SUPPLIED PASSAGE:
I'm also trying to jockey a test run of an Arc SE 4200 to compare and contrast the sound on the same mid bass speakers versus my 2.9 right now.

I do know an Audison dealer that is trying to get rid of a spare 1.1K...


----------



## Allan74 (Jun 17, 2010)

Hoot said:


> ....If you still, then, want to spend $ on car audio, buy yourself a killer processor with the money from your sales.


No one wants my crap....lol

I actually already have a BitOne that I am considering putting to use, unless I decide to spring for a Stage4 Pioneer CD Head Unit....
(or Japanese eqivilant).

I have enough equipment right now, I just have to decide what I want to do with it all. It seemed for a while that my hobby was actually
shopping for car audio, rather than enjoying it....lol....and needless to say, I got carried away, as I changed my mind daily/weekly.

DATASET ENTRIES:

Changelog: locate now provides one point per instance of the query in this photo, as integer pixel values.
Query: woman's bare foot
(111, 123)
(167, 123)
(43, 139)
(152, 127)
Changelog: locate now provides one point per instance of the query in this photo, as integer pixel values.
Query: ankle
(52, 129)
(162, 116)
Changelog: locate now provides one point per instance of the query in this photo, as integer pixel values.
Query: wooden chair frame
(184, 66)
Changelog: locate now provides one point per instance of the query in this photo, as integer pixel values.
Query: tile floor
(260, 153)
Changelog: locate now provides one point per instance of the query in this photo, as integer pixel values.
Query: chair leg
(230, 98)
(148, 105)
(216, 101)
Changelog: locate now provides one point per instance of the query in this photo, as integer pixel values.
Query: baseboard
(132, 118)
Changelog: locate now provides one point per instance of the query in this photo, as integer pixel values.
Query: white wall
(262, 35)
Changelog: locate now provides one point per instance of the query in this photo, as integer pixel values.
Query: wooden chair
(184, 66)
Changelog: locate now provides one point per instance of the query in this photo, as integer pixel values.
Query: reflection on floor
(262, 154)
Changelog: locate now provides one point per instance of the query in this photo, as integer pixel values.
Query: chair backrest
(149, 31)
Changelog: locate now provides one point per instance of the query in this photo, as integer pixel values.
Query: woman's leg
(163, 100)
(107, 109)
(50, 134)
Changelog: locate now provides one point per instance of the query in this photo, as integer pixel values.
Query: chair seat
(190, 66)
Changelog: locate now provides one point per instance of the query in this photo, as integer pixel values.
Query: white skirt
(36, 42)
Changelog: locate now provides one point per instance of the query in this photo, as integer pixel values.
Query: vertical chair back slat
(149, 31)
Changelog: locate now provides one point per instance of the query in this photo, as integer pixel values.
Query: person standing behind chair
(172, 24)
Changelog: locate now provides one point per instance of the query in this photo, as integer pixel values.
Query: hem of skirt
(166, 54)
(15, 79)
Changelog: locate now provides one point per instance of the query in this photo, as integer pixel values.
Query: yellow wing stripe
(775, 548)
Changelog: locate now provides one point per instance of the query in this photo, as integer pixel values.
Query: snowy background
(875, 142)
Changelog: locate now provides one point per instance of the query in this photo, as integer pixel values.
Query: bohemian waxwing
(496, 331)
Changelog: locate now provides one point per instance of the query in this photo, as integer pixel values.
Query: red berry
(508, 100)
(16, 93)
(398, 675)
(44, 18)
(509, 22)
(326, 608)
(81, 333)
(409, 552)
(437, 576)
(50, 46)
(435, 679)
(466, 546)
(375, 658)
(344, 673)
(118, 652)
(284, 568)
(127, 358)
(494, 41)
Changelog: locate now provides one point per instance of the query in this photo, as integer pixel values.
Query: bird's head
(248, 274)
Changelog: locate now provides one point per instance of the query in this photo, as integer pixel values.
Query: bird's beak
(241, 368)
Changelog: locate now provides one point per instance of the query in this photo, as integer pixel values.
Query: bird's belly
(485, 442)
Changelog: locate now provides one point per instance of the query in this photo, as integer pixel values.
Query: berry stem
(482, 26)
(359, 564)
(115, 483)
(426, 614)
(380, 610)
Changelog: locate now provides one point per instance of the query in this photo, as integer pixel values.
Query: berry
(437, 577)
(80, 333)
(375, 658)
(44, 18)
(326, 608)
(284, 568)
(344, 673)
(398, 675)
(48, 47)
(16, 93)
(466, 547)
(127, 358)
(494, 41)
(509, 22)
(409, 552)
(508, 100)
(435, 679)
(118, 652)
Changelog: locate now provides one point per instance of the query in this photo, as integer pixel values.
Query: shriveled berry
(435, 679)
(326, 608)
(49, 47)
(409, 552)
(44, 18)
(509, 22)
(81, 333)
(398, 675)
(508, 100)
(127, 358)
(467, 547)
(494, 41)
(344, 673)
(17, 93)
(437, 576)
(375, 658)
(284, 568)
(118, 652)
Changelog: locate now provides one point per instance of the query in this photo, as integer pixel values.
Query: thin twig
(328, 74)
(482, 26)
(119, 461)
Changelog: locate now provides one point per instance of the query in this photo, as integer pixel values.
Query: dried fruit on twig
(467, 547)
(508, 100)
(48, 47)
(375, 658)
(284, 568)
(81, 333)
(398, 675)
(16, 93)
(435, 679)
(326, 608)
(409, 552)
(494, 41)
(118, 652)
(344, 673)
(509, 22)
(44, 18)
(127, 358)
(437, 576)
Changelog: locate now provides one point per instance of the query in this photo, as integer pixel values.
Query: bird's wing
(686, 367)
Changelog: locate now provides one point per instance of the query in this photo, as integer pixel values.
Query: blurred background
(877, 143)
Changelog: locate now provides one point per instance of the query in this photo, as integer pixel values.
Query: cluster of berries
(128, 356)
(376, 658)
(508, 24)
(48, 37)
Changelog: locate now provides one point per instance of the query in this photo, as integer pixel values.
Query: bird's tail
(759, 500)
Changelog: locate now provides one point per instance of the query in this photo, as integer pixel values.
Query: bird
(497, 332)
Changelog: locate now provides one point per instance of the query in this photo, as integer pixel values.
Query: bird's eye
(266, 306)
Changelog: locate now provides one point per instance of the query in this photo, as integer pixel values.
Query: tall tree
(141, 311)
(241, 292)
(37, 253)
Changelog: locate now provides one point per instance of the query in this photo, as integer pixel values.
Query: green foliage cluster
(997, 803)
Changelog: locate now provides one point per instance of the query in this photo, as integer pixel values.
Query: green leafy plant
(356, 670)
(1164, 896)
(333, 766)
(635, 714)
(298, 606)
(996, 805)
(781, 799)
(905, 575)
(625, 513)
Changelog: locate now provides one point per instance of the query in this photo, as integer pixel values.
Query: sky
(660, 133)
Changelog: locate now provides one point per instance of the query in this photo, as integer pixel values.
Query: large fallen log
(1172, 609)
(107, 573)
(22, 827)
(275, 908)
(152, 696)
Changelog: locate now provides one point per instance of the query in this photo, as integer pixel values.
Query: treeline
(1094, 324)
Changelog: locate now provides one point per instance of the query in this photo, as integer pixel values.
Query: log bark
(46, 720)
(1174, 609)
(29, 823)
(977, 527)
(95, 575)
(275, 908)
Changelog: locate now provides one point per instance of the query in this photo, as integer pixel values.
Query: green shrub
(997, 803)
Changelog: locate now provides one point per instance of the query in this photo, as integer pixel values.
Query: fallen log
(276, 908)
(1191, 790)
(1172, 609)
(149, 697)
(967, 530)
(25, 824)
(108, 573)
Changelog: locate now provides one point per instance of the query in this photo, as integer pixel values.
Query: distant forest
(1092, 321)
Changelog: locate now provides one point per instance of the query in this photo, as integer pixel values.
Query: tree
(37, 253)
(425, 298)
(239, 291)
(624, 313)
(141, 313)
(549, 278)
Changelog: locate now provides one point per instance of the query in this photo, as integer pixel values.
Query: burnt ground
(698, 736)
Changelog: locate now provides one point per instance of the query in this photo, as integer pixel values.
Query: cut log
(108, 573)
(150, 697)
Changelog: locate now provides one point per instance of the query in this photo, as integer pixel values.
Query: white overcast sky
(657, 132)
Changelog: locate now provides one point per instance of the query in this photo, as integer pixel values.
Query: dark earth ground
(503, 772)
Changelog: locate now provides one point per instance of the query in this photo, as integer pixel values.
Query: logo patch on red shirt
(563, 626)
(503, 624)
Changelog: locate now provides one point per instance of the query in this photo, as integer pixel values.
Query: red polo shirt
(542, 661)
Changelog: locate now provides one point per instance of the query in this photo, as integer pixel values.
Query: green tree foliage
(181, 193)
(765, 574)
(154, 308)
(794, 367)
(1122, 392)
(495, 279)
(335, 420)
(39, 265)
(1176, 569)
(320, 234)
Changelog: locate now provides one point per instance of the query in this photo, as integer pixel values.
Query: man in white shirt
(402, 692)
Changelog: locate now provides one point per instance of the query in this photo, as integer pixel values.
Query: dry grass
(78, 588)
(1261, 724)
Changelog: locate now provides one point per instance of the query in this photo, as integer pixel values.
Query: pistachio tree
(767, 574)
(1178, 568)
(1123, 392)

TASKS TO COMPLETE:
A. In the car audio thread, what processor does Allan74 say is already on hand?
B. Do these statements agree with the car audio thread? Answer yes or no for each, and quote the deciding words. (i) The first poster wants to compare an Arc SE 4200 with a 2.9 on the same mid bass speakers. (ii) Allan74 says the equipment for sale has drawn plenty of interest. (iii) Allan74 has settled on buying a Stage4 Pioneer CD head unit.
C. How would you sum up the car audio thread in two sentences?

ANSWERS PER TASK:
A. A BitOne.

B.
(i) Yes: "to compare and contrast the sound on the same mid bass speakers versus my 2.9 right now."
(ii) No: "No one wants my crap....lol"
(iii) No: "unless I decide to spring for a Stage4 Pioneer CD Head Unit...."

C. One poster is trying to arrange a test run of an Arc SE 4200 to compare it with a 2.9 on the same mid bass speakers, and knows an Audison dealer trying to get rid of a spare 1.1K. Responding to advice to buy a processor, Allan74 says a BitOne is already on hand, that there is enough equipment already, and that the hobby had become shopping for car audio rather than enjoying it.